• [Selected text]
>>>>>

# Lexan



## ineedabeer (Dec 15, 2008)

I can't remember the name of the magazine I was readying (it was a few years ago) but they mentioned a company coming out with a Lexan bra/front coating for most cars. I was wondering if anyone else had heard anything about this, specifically for our cars?


----------



## ineedabeer (Dec 15, 2008)

well, while I was putting this post up I was searching the internet and finally happened across a company that does this. I know I'm going to do some more looking into this and see what users of the product have to say about it. Now my inquiry changes to, has anyone here used this?
XPEL Technologies Corp.: XPEL Clear Bra Paint Protection Products


----------



## alsgto04 (Nov 21, 2007)

I have no experience with this product but that is something i really want to add in the future. Nice find. :cheers


----------



## GTO JUDGE (May 14, 2005)

I have this product on my car. 
I had done:
Hood up to the scoops
Partial on the front fenders
Entire front end
Front lights
Fog lights
Rear view mirrors
Behind the front and rear wheels in the fender wells
Jim Wangers signed 2 spots under the hood. I applied the product over his signatures one being the fuel rail cover. It's holding fast despite the high heat build up
It is COSTLY but worth it. Ran me over 500.
These cars are highly susceptible to stone chipping. I don't worry about it now.

I credit this product for saving my front end from damage when a wayward raccoon T-boned my front L fascia.

Good product.


----------



## Northeast Rod Run (Oct 29, 2008)

clear bras are put onto lots of cars. they offer great protection, but the one thing that you have to realize is that there is a pretty heavy line (in my eyes) left where the bra ends.

also, if you aren't one that takes the time to detail your car properly, that dividing line will get more pronounced if wax gets built up at the edge, plus you can never get it to shine as good as a non-covered car

these things are pretty good, but I'm just giving you a couple of other things to think about, so you can make an informed choice.


----------



## GTO JUDGE (May 14, 2005)

No problems with wax build up on the edges, I found its not like removing the wax in a crease with a finger nail to scrape it out. Merely wiping it removes it. You can wipe along the line easily. 

As far as the fine line.... It's not noticeable at a distance, up close it is on the hood and fender, but on the front end it isn't, however the fine line is more eye appealing than looking at the front end with a gazillion stone chips in it. You also don't have to fool around with a leather cover taking away from the appearance of the front end. I'd wrap the entire car in it if I had the $$ to allocate to it. Bug juice is easily removed with a wet cloth. No scrubbing with road tar remover or bug begone.


----------

<<<<<

• [Data provided]
>>>>>

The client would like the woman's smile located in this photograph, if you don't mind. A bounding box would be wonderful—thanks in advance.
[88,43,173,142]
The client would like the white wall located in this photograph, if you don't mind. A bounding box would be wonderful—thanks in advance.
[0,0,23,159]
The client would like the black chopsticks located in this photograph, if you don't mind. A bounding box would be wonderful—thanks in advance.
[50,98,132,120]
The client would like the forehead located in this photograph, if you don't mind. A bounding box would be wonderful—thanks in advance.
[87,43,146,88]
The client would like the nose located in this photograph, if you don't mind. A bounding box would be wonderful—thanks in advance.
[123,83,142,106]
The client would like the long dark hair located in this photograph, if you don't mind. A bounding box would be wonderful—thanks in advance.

<<<<<
>>>>>

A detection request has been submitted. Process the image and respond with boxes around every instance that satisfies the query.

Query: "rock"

<<<<<

• [Instruction 1]
Answer these questions about the Lexan thread, one answer per line:
(a) What company did ineedabeer come across while searching the internet?
(b) How much did GTO JUDGE say the product cost?
(c) According to GTO JUDGE, what removes bug juice easily?
• [Instruction 2] Format the listing lines from the line that contains "The client would like the nose" through the line that contains "The client would like the long" as a Markdown table with the columns No. and Line. Number each row and leave out blank lines.

• [Complete answer 1]
(a) XPEL Technologies Corp.
(b) Over 500.
(c) A wet cloth.

• [Complete answer 2]
| No. | Line |
|---|---|
| 1 | The client would like the nose located in this photograph, if you don't mind. A bounding box would be wonderful—thanks in advance. |
| 2 | [123,83,142,106] |
| 3 | The client would like the long dark hair located in this photograph, if you don't mind. A bounding box would be wonderful—thanks in advance. |